_Goal of the exercise_: Exactly and only the lines from the one containing "class is: thin" through the close of the entries below are to be set down.

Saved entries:
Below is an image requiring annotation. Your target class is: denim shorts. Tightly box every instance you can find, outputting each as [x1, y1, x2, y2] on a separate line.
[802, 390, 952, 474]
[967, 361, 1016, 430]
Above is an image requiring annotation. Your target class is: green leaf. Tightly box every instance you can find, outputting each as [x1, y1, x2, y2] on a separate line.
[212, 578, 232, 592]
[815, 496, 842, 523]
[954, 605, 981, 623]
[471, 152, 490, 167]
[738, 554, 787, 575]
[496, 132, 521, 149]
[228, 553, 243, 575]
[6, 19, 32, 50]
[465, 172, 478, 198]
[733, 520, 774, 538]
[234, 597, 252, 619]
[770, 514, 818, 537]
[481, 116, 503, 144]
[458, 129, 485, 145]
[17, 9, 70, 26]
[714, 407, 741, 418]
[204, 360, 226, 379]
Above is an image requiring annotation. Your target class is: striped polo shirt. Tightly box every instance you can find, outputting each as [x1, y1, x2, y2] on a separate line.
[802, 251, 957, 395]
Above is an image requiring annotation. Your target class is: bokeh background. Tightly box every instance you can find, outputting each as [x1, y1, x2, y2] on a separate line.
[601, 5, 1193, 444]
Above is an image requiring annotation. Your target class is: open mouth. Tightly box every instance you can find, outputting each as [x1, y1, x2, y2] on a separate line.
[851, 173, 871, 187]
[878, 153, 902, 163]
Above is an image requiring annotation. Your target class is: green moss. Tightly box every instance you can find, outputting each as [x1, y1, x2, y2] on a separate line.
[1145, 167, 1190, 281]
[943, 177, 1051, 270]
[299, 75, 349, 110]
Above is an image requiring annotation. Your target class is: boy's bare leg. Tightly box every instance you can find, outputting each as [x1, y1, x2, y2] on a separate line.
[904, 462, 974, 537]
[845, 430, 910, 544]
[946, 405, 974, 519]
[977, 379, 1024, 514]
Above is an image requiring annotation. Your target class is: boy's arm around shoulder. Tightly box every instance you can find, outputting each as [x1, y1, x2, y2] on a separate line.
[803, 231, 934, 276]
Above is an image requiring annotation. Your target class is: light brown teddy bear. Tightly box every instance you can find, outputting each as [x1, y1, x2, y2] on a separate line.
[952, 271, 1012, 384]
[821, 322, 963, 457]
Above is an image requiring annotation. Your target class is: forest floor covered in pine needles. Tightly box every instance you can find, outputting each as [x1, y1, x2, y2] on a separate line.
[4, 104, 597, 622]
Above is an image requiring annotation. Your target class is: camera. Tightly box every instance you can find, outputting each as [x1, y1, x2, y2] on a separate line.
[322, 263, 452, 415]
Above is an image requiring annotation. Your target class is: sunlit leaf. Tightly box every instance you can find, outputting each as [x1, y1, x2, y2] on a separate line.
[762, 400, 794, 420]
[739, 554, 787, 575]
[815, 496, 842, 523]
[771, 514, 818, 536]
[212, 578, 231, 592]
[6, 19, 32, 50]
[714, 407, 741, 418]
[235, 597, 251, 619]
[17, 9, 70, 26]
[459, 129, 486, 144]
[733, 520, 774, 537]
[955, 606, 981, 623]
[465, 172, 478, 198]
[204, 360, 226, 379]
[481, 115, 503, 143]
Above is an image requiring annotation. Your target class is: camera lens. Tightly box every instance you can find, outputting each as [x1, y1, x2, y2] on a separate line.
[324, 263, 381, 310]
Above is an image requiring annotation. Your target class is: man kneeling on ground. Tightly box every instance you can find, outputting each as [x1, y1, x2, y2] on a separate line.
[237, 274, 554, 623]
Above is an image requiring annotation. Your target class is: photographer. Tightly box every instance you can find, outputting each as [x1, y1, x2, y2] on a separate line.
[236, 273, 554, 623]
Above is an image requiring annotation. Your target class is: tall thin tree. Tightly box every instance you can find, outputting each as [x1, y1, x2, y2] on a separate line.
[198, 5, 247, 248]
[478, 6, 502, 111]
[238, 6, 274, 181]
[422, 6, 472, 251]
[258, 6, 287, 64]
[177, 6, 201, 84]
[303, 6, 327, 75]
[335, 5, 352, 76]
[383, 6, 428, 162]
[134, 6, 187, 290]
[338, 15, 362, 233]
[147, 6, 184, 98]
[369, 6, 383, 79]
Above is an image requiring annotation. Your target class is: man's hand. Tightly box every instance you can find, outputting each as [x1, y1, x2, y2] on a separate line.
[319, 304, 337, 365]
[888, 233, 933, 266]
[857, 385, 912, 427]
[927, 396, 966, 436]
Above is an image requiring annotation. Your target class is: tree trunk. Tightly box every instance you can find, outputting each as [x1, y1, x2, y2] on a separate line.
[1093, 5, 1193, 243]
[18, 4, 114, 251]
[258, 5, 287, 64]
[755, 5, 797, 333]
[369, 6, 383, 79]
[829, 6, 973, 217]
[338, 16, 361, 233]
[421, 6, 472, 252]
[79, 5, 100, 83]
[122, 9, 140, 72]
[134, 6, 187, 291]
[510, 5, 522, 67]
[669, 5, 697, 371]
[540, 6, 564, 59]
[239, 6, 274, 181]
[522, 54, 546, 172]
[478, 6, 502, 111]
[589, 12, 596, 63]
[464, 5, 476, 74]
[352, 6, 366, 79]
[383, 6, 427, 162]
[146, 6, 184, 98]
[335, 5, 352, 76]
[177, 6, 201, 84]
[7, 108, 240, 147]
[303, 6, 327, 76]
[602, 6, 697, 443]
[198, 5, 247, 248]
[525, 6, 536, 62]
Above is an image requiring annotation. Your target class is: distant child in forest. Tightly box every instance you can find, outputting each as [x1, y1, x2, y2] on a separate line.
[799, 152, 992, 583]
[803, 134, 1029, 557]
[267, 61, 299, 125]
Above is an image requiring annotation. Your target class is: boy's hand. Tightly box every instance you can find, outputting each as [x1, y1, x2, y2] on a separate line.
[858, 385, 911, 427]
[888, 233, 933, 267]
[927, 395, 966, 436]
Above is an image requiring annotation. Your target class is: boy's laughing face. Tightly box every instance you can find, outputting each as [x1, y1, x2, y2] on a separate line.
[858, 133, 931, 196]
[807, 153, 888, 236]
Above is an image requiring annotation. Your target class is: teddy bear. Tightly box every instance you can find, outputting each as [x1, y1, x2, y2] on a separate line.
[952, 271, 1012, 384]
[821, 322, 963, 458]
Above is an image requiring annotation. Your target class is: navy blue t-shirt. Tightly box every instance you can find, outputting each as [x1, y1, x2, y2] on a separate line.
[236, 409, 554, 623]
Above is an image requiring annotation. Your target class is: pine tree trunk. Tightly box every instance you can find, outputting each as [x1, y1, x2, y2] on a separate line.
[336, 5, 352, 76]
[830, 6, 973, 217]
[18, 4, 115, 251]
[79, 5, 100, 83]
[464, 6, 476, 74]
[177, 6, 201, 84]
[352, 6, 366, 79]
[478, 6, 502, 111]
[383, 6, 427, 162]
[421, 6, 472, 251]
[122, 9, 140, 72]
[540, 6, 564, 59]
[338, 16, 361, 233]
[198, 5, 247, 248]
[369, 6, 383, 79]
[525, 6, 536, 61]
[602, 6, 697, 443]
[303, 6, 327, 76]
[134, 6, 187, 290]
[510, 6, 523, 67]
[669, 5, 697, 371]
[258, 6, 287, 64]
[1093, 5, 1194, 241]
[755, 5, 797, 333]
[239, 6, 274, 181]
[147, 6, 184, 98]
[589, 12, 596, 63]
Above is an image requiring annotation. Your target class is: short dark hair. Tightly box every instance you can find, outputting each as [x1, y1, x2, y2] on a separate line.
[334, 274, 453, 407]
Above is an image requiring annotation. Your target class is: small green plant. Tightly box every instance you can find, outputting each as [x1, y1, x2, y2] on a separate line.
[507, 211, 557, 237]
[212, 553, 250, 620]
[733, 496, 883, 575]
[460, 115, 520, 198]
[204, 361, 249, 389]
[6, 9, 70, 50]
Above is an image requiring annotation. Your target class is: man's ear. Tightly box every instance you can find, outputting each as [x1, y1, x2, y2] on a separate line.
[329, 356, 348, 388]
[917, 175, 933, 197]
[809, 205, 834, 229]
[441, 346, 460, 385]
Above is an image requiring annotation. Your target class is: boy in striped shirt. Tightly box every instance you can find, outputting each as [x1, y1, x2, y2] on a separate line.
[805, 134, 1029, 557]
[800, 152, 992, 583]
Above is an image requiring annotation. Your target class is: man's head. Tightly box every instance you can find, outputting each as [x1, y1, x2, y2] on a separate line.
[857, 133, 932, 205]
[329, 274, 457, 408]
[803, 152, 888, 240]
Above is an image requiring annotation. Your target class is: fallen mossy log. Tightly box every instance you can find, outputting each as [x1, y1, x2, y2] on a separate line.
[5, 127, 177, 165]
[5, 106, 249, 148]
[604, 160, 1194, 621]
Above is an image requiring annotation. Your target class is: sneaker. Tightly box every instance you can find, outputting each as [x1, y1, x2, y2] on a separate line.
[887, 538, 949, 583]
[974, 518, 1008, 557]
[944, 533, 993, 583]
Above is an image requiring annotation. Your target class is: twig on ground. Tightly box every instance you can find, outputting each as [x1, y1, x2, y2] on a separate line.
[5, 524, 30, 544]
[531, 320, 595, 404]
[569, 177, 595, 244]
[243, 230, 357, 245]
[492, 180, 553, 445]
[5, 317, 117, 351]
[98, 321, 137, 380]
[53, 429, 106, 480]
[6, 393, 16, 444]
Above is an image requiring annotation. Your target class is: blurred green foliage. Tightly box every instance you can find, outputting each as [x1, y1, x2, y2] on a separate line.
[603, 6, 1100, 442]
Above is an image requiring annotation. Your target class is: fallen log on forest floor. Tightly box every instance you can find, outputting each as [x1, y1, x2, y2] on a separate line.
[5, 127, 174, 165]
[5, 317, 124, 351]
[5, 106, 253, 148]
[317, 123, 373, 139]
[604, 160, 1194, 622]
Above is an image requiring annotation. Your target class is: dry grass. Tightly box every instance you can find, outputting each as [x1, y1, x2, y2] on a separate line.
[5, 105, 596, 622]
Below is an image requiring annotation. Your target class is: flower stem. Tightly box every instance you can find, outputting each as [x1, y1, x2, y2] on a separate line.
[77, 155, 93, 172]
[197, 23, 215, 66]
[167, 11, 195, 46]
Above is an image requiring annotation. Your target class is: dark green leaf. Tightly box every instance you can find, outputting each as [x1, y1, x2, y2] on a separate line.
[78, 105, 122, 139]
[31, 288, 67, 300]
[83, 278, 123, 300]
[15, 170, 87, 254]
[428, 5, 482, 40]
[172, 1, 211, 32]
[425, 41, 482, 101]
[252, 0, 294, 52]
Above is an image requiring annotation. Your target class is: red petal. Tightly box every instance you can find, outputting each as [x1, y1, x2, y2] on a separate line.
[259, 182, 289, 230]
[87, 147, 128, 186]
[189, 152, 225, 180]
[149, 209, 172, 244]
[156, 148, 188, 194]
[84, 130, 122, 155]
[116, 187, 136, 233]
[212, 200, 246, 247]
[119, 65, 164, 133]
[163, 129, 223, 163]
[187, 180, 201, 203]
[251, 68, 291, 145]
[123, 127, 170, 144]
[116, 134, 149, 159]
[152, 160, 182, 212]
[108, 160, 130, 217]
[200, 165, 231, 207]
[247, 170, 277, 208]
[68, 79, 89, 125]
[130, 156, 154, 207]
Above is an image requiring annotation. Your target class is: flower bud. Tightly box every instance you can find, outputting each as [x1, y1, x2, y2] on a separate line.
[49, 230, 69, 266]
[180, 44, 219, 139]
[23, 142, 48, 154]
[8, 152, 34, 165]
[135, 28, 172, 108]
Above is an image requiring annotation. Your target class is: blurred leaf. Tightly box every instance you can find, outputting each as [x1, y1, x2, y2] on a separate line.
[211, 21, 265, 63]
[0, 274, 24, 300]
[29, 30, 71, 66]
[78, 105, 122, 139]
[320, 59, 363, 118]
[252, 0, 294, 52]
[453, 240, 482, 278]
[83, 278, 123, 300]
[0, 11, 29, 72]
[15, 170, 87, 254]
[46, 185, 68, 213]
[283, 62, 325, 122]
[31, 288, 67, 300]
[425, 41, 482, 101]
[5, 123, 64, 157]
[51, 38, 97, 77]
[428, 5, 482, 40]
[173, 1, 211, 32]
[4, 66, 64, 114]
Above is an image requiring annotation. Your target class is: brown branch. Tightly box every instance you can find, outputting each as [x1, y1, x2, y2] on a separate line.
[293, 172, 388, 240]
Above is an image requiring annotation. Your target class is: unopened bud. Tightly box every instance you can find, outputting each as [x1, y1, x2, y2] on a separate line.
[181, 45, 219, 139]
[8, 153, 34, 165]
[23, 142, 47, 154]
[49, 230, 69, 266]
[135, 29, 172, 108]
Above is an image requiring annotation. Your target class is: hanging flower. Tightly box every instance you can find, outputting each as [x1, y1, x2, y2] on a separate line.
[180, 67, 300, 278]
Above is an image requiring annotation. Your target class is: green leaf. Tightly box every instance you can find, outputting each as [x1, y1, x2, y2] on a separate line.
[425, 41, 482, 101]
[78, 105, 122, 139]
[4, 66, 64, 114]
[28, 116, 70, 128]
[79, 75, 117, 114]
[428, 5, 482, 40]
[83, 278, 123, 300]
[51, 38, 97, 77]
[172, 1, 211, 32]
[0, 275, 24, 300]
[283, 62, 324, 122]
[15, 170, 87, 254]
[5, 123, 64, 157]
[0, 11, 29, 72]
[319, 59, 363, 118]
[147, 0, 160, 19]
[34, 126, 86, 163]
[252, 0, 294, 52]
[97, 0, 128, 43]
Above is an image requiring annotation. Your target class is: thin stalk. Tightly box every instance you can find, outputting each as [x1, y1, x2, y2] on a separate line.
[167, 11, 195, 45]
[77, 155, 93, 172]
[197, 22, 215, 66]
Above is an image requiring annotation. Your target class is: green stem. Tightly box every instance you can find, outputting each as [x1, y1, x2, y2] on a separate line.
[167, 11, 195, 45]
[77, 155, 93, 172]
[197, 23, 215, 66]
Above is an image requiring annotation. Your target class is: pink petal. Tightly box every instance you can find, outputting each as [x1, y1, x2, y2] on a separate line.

_Response area_:
Above is an image requiring annotation. Your target class is: thin stalk. Tightly box every instance you can find, outputting each as [x1, y1, x2, y2] on a separate line.
[167, 11, 195, 45]
[77, 155, 93, 172]
[197, 22, 215, 66]
Above is an image requiring annotation. Your target class is: green stem. Tightly box every instance you can find, outputting each as [x1, y1, x2, y2] on a separate line.
[167, 11, 195, 45]
[77, 155, 93, 172]
[197, 23, 215, 66]
Above is an image requiring annotation. Your target class is: pink petal. Tightly box every instance you can find, outputting each as [x1, y1, x2, y2] on a separate line.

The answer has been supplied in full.